» **WHAT THIS TASK INVOLVES**
Rewrite the listing from its first line up to and including the line with "281], [33, 278]]]", keeping the requests, and scale every coordinate in the answers by 0.5, rounding to whole numbers with halves going up. Leave the picture out of your answer.

» **EXTRACTED DATA**
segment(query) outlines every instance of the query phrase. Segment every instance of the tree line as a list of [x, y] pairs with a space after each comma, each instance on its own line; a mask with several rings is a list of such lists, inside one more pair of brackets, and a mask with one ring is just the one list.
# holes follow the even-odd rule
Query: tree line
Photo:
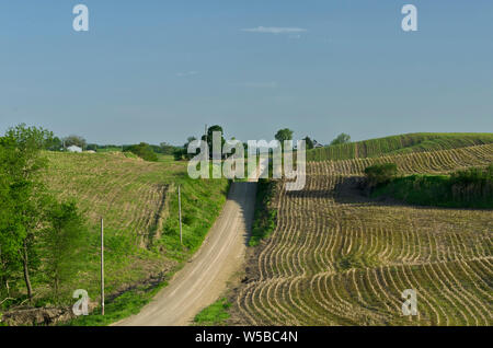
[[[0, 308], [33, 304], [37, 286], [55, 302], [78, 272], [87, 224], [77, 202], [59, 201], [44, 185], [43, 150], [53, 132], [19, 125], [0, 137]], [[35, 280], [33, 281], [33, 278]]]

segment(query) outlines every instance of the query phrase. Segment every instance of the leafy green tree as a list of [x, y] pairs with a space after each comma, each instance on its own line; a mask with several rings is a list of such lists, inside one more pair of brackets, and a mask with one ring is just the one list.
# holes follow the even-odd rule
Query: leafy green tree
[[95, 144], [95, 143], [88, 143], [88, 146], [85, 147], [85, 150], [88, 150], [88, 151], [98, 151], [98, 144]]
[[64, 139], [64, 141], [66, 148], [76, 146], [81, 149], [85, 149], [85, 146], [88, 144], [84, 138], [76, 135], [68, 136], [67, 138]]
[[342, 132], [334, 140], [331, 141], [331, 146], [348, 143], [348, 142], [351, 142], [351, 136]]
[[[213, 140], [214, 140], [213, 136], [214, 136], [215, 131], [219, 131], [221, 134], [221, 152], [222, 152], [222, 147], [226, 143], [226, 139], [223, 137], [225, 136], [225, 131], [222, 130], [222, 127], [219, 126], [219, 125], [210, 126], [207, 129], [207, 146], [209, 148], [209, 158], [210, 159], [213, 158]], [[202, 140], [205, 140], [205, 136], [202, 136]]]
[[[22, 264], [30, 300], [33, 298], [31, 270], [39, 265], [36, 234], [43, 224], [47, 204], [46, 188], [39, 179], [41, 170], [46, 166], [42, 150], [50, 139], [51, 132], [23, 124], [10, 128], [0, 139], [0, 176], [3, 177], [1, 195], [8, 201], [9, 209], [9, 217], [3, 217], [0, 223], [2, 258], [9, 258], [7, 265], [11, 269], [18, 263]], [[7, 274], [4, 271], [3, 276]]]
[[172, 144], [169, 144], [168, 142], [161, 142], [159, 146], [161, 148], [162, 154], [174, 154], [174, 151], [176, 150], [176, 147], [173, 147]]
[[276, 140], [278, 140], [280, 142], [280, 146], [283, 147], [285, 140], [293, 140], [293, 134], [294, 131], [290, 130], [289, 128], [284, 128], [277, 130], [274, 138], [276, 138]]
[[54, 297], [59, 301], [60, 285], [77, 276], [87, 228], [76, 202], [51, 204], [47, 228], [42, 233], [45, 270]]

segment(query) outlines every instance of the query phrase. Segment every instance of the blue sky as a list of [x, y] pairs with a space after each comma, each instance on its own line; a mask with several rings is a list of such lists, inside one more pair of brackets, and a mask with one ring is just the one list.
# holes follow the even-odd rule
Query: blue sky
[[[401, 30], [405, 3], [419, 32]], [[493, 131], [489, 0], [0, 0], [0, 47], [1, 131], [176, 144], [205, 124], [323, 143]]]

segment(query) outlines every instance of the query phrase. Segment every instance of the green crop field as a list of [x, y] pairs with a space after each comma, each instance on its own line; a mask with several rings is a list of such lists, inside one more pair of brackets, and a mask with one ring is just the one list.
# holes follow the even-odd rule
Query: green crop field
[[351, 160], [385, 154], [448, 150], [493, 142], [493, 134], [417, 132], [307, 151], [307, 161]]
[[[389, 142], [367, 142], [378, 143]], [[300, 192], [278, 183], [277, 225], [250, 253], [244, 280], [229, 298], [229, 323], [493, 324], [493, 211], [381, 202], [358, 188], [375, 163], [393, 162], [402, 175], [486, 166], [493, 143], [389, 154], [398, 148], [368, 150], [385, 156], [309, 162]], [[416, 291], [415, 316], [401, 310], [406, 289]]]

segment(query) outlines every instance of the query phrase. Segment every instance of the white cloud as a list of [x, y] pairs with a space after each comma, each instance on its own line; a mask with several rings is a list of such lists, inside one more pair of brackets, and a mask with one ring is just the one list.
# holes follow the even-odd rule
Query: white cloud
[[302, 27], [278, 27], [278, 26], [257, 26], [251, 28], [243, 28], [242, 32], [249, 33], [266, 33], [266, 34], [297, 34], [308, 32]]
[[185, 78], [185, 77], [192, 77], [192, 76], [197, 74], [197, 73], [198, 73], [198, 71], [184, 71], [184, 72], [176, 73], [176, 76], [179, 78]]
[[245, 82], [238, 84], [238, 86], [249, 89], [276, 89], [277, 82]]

» **EXERCISE OUTPUT**
segment(query) outlines every instance of the query phrase. Segment every instance of the tree line as a list of [x, y] pairs with a space after each comma, each instance on its own line; a mask with several rings is a list of such lists, inside one more pair of brackets, and a mask with one ring is just the one list.
# holes follow the even-odd rule
Query: tree line
Photo:
[[[0, 154], [17, 152], [19, 143], [28, 151], [39, 136], [44, 112], [39, 101], [30, 101], [22, 93], [22, 75], [27, 66], [10, 63], [0, 69]], [[18, 140], [17, 141], [17, 139]]]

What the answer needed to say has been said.